**INSTRUCTIONS FOR THE TASK**
Please restate each entry that appears below word for word, without its pictures.

Natural-language object grounding data
----

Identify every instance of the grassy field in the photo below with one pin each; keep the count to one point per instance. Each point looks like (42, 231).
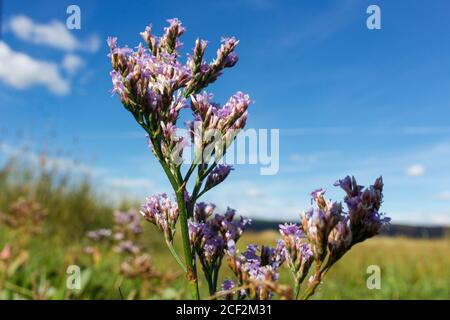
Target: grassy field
(42, 249)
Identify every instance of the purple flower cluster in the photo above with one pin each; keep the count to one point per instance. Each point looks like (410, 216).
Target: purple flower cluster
(210, 234)
(153, 84)
(318, 221)
(297, 252)
(331, 230)
(217, 175)
(162, 212)
(363, 205)
(215, 127)
(257, 269)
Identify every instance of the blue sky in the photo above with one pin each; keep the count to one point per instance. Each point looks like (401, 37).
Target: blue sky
(347, 100)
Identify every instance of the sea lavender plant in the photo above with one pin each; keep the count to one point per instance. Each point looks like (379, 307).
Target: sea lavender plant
(154, 86)
(210, 237)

----

**EXPECTED ANSWER**
Identify every instance of the grassy field in the photo below with one pin each; keep the count to one point per instance. Each point looks like (42, 231).
Target: grassy field
(42, 249)
Identify every instance of the purple flower cluster in the photo above with one pin each; keep the count to one point per instance. Each point looks like (410, 216).
Target: purple flower cluster
(210, 234)
(153, 84)
(318, 221)
(297, 252)
(331, 230)
(217, 175)
(162, 212)
(363, 205)
(215, 127)
(257, 269)
Identify every instance of the blue sky in the photo above with one pin each; keep the count to one point per instance. Each point looks like (401, 37).
Target: blue sky
(347, 100)
Identify every instance of the sea lavender plant in the photo above with one pin each; keep the count to one point per instance. Each point looks like (379, 307).
Target: sea lavender plant
(154, 86)
(210, 237)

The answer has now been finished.